+++ Provided data

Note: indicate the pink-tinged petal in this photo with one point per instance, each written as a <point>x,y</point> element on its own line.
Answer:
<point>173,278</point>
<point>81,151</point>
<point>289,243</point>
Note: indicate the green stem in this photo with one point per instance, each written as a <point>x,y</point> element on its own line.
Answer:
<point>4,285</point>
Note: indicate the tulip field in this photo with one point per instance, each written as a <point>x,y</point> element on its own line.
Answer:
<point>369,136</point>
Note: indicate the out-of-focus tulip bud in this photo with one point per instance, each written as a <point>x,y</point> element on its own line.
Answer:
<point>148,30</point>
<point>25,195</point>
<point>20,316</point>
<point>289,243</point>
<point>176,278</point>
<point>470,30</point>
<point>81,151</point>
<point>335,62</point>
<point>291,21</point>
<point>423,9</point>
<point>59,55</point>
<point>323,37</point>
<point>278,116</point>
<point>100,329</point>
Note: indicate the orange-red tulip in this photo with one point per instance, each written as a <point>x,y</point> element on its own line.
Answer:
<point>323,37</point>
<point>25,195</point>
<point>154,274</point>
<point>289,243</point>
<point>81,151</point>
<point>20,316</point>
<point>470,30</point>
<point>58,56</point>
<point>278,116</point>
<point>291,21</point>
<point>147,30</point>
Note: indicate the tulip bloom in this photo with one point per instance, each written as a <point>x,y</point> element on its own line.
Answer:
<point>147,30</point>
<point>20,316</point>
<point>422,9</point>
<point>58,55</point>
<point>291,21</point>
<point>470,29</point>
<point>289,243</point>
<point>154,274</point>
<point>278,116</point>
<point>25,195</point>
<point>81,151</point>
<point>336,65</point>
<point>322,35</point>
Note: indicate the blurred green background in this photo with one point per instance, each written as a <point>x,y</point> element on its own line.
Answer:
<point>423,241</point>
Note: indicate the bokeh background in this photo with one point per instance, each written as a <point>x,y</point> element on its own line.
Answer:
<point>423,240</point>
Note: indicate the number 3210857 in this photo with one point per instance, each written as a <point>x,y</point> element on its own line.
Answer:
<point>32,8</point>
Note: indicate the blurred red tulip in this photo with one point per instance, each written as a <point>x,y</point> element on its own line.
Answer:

++++++

[What to do]: Reproduce each record exactly, leaving nothing out.

[Result for this task]:
Note: indicate the pink-tinged petal in this photo with one point per instance, each written as a <point>x,y</point> element on its own line.
Answer:
<point>173,278</point>
<point>81,151</point>
<point>289,243</point>
Note: indicate the green stem in this photo with one point per instance, each written as a <point>x,y</point> element on its own line.
Answer:
<point>4,285</point>
Note: indicate the tulip field in this photo with one point per instance, each written as a <point>x,y</point> element on its own line.
Answer:
<point>369,136</point>
Note: indicate the out-of-focus tulip bud in this photo with one point per instance, each written as a <point>x,y</point> element on its own line.
Answer:
<point>148,30</point>
<point>25,195</point>
<point>20,316</point>
<point>289,243</point>
<point>176,278</point>
<point>470,30</point>
<point>81,151</point>
<point>335,62</point>
<point>291,21</point>
<point>423,9</point>
<point>59,55</point>
<point>323,37</point>
<point>278,116</point>
<point>100,329</point>
Note: indicate the orange-red tulip in this photo with one point per instance, each written as a <point>x,y</point> element on its own line.
Answer:
<point>323,37</point>
<point>25,195</point>
<point>154,274</point>
<point>289,243</point>
<point>81,151</point>
<point>20,316</point>
<point>470,30</point>
<point>58,56</point>
<point>278,116</point>
<point>291,21</point>
<point>147,30</point>
Note: indicate the tulip bloom in this photo with one point per instance, each written as a <point>x,y</point> element on its own line.
Answer:
<point>147,30</point>
<point>20,316</point>
<point>422,9</point>
<point>58,55</point>
<point>291,21</point>
<point>470,29</point>
<point>289,243</point>
<point>154,274</point>
<point>278,116</point>
<point>25,195</point>
<point>81,151</point>
<point>336,65</point>
<point>322,35</point>
Note: indicate the blurred green background in this photo with one point per instance, each written as a <point>x,y</point> element on its own line.
Answer:
<point>423,241</point>
Note: indicate the bokeh background in this photo with one point per instance, each written as a <point>x,y</point> element on its own line.
Answer:
<point>423,240</point>
Note: indicate the number 3210857 in this photo with one point per instance, each written as a <point>x,y</point> element on its own line.
Answer:
<point>32,8</point>
Note: indicate the blurred red tulip in this photo with one point per instance, each written as a <point>x,y</point> element on its own line.
Answer:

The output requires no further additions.